# [Excerpted text]

Body color changes were documented photographically at 0, 24, and 51 h post-injection. Furthermore, the perceived brightness (L, range 0–1) of each individual was calculated from digital photographs using a gamma-corrected RGB luminance formula: L = {[(R/255)ᵞ + (1.5G/255)ᵞ + (0.6B/255)ᵞ]/(1 + 1.5ᵞ + 0.6ᵞ)}^(1/γ), where R, G, and B are the pixel values (0–255) of the red, green, and blue channels, γ = 2.2 is the standard gamma correction coefficient, and the weighting coefficients (1, 1.5, 0.6) reflect the differential contribution of each channel to perceived luminance. Lower L values indicate darker body coloration. Non-injected blank controls were included on each rice variety as a reference for body color comparison. The complete experimental workflow, including dsRNA injection, host-transfer protocol, starvation, EPG recording, and multi-omics sampling time points, is summarized in Figure 1.

# [Dataset section]
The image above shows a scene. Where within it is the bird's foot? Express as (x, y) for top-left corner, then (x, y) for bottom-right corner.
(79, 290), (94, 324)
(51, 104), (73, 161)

# [What is needed]
Answer from the excerpt on body color measurement:
1. At what times after injection were body color changes photographed?
2. What value is given for the gamma correction coefficient γ?
3. What served as the reference for body color comparison on each rice variety?
The data above play no role in this exercise.

# [Output of the exercise]
1. At 0, 24, and 51 h post-injection.
2. γ = 2.2.
3. Non-injected blank controls.